→ PROVIDED DATA:
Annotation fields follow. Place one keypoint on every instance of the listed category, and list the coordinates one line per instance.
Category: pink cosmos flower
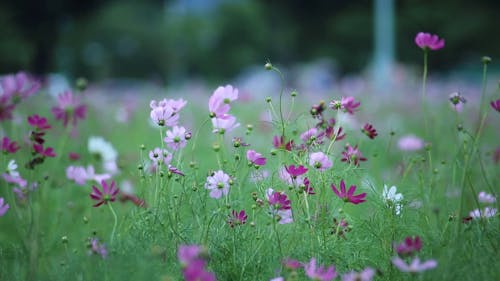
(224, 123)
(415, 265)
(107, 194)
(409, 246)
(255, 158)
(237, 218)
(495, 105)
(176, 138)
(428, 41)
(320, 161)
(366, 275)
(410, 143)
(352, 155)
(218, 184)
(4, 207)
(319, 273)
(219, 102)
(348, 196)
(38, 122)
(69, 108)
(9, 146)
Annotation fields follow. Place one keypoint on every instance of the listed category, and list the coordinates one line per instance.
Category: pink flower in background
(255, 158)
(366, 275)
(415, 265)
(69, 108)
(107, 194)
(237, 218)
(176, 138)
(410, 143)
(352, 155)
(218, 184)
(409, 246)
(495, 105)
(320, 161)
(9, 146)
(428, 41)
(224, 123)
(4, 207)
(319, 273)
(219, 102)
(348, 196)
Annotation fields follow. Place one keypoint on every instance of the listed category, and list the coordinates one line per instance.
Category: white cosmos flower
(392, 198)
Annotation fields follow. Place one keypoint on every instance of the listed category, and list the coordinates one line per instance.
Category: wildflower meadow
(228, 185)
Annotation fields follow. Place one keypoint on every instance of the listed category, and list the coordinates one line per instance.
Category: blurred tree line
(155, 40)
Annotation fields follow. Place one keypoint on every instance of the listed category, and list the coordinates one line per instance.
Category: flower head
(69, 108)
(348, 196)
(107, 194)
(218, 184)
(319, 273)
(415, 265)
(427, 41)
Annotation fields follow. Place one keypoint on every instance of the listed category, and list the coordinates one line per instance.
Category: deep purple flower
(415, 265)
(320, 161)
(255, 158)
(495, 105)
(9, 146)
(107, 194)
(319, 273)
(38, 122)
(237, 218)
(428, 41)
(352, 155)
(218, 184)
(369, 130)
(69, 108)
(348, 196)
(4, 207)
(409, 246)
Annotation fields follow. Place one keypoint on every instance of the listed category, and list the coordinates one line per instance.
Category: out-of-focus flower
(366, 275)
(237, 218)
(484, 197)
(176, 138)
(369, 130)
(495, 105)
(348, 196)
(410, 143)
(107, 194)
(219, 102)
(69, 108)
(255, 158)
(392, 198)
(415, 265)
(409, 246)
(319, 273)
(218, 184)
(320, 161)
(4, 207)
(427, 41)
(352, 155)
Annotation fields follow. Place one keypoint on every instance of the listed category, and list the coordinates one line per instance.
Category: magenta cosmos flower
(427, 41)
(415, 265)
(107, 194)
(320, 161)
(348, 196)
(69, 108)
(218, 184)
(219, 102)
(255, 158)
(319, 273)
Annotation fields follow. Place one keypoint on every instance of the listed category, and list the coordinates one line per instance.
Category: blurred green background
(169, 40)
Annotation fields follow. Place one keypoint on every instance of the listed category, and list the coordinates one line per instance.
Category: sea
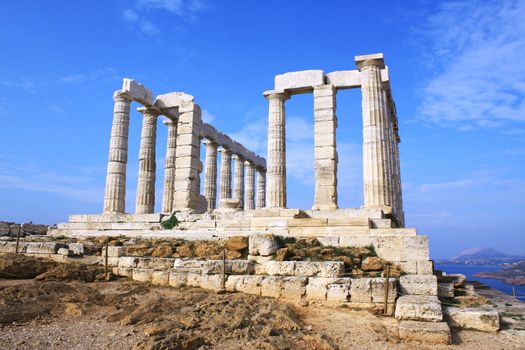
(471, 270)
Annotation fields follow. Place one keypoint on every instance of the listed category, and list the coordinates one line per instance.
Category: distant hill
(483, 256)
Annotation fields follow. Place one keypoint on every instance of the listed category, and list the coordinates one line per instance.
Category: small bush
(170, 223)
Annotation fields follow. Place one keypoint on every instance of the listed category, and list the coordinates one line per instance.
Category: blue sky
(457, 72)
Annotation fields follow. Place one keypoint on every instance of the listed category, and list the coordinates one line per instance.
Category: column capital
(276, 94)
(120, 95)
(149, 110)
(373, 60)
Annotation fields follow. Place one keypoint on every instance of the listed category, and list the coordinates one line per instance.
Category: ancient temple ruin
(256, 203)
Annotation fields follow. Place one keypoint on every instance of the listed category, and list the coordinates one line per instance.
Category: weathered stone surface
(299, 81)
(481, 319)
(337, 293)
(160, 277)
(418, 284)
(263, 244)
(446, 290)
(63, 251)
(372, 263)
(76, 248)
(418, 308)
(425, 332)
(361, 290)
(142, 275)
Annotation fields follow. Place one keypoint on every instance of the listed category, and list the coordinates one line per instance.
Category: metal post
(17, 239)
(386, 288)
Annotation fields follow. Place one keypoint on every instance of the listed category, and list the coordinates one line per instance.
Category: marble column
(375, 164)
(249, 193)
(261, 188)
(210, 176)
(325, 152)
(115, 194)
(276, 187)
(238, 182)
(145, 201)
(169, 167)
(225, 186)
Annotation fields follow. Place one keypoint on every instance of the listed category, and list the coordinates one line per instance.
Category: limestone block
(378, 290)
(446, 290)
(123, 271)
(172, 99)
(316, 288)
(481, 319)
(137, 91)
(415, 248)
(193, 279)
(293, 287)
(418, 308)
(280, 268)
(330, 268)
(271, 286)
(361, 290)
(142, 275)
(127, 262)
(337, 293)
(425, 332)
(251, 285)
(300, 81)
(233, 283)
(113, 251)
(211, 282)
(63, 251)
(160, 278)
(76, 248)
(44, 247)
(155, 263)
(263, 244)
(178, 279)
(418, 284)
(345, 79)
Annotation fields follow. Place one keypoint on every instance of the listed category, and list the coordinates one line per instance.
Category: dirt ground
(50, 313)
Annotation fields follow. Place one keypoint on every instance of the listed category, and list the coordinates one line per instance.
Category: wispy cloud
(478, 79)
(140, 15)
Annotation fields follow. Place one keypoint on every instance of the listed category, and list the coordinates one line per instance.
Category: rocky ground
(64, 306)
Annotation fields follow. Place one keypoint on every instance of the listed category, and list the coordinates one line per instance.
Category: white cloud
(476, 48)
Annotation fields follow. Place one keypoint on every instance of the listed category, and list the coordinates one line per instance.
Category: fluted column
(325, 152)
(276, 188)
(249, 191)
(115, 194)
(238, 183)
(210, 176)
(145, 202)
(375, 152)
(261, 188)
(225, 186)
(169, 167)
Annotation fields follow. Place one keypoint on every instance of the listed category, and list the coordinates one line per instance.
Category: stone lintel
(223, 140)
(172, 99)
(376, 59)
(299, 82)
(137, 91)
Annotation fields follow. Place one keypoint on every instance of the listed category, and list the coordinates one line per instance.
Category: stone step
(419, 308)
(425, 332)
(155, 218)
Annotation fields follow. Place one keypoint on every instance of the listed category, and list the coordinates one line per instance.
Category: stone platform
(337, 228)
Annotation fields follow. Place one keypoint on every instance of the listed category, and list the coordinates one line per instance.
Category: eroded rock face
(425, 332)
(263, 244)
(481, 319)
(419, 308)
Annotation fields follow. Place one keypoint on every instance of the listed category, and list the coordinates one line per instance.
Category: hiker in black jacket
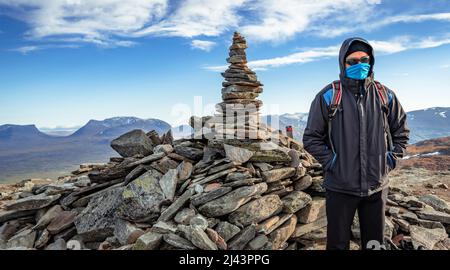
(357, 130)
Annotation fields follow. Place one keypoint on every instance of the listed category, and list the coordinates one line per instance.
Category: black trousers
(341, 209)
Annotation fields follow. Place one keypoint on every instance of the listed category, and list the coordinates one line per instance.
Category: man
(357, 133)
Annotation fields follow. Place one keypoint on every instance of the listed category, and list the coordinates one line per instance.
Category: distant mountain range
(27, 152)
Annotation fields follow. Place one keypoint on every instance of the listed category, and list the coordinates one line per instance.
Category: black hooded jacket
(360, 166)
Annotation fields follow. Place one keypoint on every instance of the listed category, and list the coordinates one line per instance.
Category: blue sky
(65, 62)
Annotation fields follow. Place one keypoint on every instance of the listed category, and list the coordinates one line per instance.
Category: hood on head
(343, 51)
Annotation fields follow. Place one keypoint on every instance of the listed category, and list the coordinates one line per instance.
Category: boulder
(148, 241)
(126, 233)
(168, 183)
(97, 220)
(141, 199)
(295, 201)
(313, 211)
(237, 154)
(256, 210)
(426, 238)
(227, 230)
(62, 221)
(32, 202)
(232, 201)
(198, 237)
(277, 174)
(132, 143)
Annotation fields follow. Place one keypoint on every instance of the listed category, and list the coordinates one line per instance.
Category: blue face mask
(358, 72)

==

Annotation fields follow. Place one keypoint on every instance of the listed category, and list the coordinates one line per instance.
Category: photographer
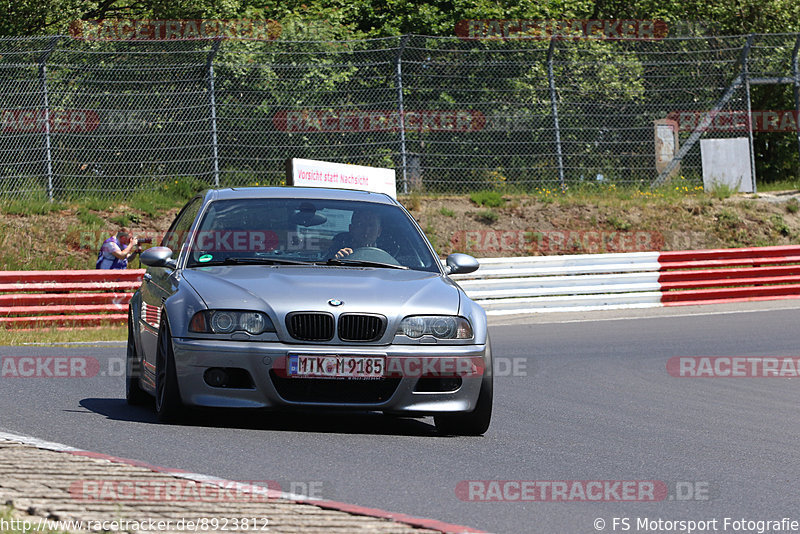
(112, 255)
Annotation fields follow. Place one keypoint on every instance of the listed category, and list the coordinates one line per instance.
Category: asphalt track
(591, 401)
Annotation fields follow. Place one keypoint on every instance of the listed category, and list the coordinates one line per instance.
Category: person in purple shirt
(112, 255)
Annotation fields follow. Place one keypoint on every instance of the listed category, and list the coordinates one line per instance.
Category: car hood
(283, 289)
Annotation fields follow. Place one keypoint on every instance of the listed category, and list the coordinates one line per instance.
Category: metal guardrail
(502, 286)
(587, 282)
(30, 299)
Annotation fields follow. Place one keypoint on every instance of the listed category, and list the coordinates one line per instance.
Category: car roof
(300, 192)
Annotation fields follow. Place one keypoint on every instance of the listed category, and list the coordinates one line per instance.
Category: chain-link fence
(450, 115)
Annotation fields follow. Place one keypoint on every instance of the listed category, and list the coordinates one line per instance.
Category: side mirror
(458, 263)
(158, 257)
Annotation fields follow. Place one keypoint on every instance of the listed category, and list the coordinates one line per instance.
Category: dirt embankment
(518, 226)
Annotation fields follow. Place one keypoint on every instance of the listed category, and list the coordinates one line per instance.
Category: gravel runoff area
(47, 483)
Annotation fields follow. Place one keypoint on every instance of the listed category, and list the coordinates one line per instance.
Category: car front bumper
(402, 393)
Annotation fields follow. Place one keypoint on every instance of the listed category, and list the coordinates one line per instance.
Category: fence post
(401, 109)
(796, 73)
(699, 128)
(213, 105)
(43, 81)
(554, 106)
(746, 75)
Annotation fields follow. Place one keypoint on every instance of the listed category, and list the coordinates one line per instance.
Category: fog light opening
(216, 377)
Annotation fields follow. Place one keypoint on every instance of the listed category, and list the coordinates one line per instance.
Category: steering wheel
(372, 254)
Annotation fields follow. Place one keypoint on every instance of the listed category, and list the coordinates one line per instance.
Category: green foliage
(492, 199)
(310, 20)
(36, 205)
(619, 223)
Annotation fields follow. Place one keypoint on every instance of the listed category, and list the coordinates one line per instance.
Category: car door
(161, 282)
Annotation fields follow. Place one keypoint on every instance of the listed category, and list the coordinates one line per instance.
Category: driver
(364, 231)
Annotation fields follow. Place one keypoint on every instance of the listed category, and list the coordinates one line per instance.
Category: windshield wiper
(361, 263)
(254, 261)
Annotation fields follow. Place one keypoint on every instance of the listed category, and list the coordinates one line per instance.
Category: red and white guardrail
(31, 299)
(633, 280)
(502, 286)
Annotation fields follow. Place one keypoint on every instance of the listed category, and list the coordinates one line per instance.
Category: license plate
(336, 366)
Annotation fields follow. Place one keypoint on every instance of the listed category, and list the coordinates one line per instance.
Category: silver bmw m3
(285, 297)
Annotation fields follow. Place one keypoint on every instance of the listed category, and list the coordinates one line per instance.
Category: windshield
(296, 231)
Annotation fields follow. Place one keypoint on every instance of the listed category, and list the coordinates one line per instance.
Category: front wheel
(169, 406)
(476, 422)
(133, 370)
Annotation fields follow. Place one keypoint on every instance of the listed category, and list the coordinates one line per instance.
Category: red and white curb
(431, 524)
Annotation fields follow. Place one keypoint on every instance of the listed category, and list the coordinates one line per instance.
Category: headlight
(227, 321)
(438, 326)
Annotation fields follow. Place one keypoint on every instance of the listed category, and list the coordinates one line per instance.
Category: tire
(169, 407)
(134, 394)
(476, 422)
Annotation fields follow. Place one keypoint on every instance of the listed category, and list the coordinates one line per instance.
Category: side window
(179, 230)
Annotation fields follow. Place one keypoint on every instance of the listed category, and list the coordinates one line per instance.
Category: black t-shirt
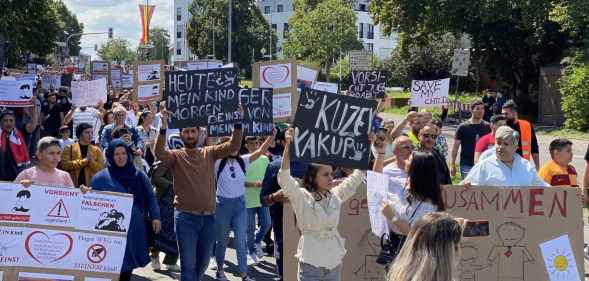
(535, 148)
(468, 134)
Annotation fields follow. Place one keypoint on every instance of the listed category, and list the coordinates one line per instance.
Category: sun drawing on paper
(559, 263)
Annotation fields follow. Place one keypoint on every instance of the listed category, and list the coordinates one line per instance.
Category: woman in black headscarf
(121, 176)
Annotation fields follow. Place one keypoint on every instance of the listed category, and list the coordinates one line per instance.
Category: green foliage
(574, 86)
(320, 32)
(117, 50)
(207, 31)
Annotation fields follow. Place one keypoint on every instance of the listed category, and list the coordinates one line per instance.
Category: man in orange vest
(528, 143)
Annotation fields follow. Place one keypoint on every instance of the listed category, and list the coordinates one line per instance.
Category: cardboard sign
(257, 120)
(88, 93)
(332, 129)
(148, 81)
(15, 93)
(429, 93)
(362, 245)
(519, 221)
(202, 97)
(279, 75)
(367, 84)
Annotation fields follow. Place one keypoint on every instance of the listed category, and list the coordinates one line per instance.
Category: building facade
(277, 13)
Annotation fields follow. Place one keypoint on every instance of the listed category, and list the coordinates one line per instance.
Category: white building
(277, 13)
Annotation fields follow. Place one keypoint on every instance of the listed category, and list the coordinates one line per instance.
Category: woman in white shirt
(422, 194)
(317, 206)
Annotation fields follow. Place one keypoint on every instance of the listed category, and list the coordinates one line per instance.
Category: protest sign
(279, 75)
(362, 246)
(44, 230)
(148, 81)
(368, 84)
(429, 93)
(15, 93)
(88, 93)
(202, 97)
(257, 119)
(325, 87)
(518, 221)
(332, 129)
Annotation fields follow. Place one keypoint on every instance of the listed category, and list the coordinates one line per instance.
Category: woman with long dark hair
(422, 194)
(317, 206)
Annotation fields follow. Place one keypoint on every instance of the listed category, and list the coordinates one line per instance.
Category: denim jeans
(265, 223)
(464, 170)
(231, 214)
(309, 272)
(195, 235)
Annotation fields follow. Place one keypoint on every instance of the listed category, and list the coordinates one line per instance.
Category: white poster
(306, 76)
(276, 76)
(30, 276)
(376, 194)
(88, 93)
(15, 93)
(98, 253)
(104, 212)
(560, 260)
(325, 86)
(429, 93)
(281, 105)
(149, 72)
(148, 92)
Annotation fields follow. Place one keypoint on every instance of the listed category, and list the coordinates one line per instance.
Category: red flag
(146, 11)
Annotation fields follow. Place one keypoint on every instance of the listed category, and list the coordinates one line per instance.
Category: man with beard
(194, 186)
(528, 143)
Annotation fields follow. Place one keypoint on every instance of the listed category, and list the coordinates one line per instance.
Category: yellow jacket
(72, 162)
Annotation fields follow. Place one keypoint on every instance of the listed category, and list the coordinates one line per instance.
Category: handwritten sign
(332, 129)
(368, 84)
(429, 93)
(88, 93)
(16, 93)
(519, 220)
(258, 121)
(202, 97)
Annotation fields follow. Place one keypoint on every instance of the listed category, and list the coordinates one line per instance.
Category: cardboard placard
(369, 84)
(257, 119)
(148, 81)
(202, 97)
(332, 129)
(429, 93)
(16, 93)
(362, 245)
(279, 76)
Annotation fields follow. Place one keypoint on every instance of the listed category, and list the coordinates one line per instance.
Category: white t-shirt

→ WHAT THE TASK ASKS: Within the material above, extract exactly the lines that start at the line containing "Category: red flag" and stop after the line containing "Category: white t-shirt", and only those.

→ TASK ANSWER:
Category: red flag
(146, 11)
Annotation fields follow. Place one keypoint on every instance of the listed category, and list the coordinates one line per instance.
Category: man with beard
(194, 186)
(528, 143)
Annotation fields follow. Place one keypoint on every instance of the listed category, and list the coordinates one line per instance.
Category: yellow jacket
(72, 162)
Annotation fields follow. Place one keypoint on every instance of the listed category, and list the coordinates one line per instance.
Category: handwritten sign
(332, 129)
(368, 84)
(429, 93)
(88, 93)
(16, 93)
(519, 220)
(258, 121)
(202, 97)
Annotation fields follow. Place one keypoint on every instance of the listed category, and list the coordinates one line per instance.
Category: cardboard placard
(369, 84)
(257, 119)
(148, 81)
(202, 97)
(332, 129)
(429, 93)
(16, 93)
(362, 245)
(279, 76)
Annotation fields follow. Place one keypoint on every instance of the listed category, and list the coordinates one line per instance.
Category: white t-shirt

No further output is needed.